Work instructions:
In the data that follows, find each line containing "every" and copy it.
[[ Record excerpts open ]]
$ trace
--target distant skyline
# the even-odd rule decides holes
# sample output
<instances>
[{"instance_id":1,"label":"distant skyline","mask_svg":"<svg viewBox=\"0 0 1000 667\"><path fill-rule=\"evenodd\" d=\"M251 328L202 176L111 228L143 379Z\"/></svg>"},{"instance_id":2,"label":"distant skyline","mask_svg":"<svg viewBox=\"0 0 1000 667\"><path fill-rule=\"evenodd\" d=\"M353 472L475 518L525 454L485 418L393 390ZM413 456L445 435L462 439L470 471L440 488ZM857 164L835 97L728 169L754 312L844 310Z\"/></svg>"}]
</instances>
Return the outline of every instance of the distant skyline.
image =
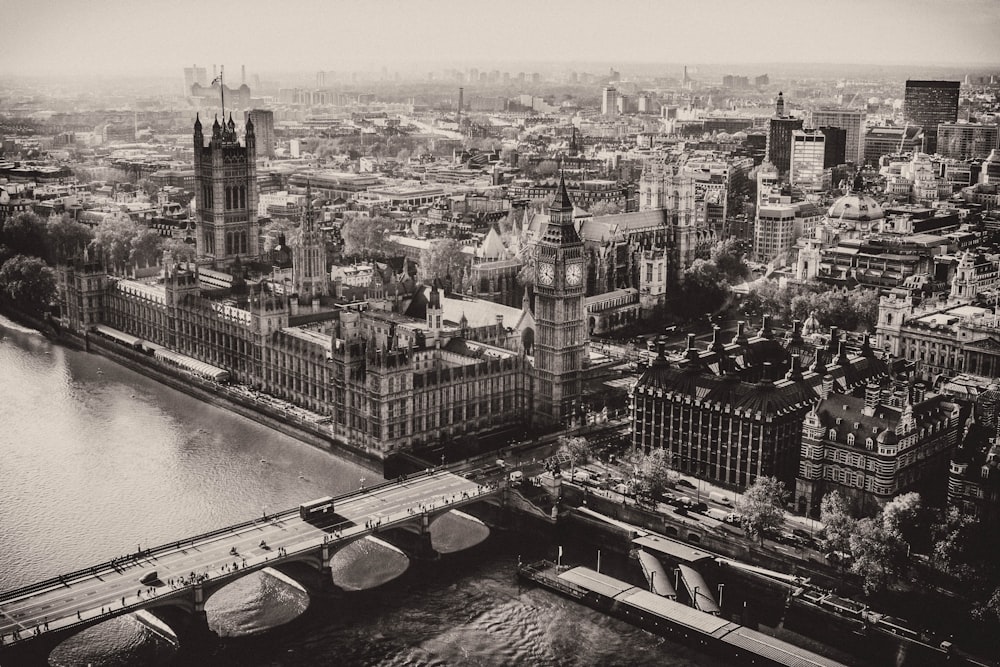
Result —
<instances>
[{"instance_id":1,"label":"distant skyline","mask_svg":"<svg viewBox=\"0 0 1000 667\"><path fill-rule=\"evenodd\" d=\"M996 65L997 0L3 0L3 74L524 61ZM235 71L234 71L235 70Z\"/></svg>"}]
</instances>

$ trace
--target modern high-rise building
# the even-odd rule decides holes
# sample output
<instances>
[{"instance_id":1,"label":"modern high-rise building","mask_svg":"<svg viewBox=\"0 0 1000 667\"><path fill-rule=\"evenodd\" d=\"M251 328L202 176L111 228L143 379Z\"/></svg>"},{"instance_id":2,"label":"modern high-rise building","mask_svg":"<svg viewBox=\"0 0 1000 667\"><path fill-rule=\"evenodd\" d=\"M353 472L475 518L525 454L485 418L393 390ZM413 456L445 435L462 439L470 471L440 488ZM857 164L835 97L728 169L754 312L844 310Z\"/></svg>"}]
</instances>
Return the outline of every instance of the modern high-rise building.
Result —
<instances>
[{"instance_id":1,"label":"modern high-rise building","mask_svg":"<svg viewBox=\"0 0 1000 667\"><path fill-rule=\"evenodd\" d=\"M997 147L997 126L977 123L941 123L937 152L956 160L985 158Z\"/></svg>"},{"instance_id":2,"label":"modern high-rise building","mask_svg":"<svg viewBox=\"0 0 1000 667\"><path fill-rule=\"evenodd\" d=\"M612 86L606 87L601 93L601 115L618 115L618 90Z\"/></svg>"},{"instance_id":3,"label":"modern high-rise building","mask_svg":"<svg viewBox=\"0 0 1000 667\"><path fill-rule=\"evenodd\" d=\"M257 222L257 138L247 120L244 143L229 122L212 124L208 145L201 119L194 122L194 177L198 255L229 263L259 254Z\"/></svg>"},{"instance_id":4,"label":"modern high-rise building","mask_svg":"<svg viewBox=\"0 0 1000 667\"><path fill-rule=\"evenodd\" d=\"M937 128L958 120L958 81L906 81L903 117L924 128L925 153L937 152Z\"/></svg>"},{"instance_id":5,"label":"modern high-rise building","mask_svg":"<svg viewBox=\"0 0 1000 667\"><path fill-rule=\"evenodd\" d=\"M785 115L785 99L780 92L774 107L767 128L767 159L785 176L792 160L792 132L802 129L802 119Z\"/></svg>"},{"instance_id":6,"label":"modern high-rise building","mask_svg":"<svg viewBox=\"0 0 1000 667\"><path fill-rule=\"evenodd\" d=\"M839 127L847 132L844 160L861 164L865 156L865 112L855 109L819 109L812 112L813 127ZM841 164L838 162L838 164Z\"/></svg>"},{"instance_id":7,"label":"modern high-rise building","mask_svg":"<svg viewBox=\"0 0 1000 667\"><path fill-rule=\"evenodd\" d=\"M788 168L788 180L805 190L820 190L823 187L823 162L826 137L819 130L795 130L792 132L792 153Z\"/></svg>"},{"instance_id":8,"label":"modern high-rise building","mask_svg":"<svg viewBox=\"0 0 1000 667\"><path fill-rule=\"evenodd\" d=\"M535 245L535 415L541 424L569 425L579 409L587 353L586 265L573 222L573 202L560 179L545 234Z\"/></svg>"},{"instance_id":9,"label":"modern high-rise building","mask_svg":"<svg viewBox=\"0 0 1000 667\"><path fill-rule=\"evenodd\" d=\"M842 127L823 126L819 131L826 137L826 141L823 142L823 168L829 169L847 162L847 130ZM864 155L863 151L861 155Z\"/></svg>"},{"instance_id":10,"label":"modern high-rise building","mask_svg":"<svg viewBox=\"0 0 1000 667\"><path fill-rule=\"evenodd\" d=\"M270 109L251 109L244 112L243 122L253 122L257 135L257 157L274 157L274 112Z\"/></svg>"},{"instance_id":11,"label":"modern high-rise building","mask_svg":"<svg viewBox=\"0 0 1000 667\"><path fill-rule=\"evenodd\" d=\"M205 77L205 68L198 67L197 65L191 65L191 67L184 68L184 95L191 94L191 86L198 84L199 86L204 86L207 83Z\"/></svg>"}]
</instances>

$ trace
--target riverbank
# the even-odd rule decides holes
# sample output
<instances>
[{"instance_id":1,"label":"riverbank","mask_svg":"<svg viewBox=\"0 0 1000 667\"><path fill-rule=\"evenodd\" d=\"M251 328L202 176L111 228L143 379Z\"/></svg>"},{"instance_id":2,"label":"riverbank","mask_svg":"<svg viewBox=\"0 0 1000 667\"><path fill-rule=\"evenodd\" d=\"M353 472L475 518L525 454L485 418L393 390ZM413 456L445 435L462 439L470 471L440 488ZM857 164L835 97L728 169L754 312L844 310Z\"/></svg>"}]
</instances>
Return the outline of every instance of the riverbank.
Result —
[[ Record excerpts closed ]]
Exercise output:
Return the outline of every instance of the distant skyline.
Return the outline of every instance of the modern high-rise building.
Return the outline of every instance of the riverbank.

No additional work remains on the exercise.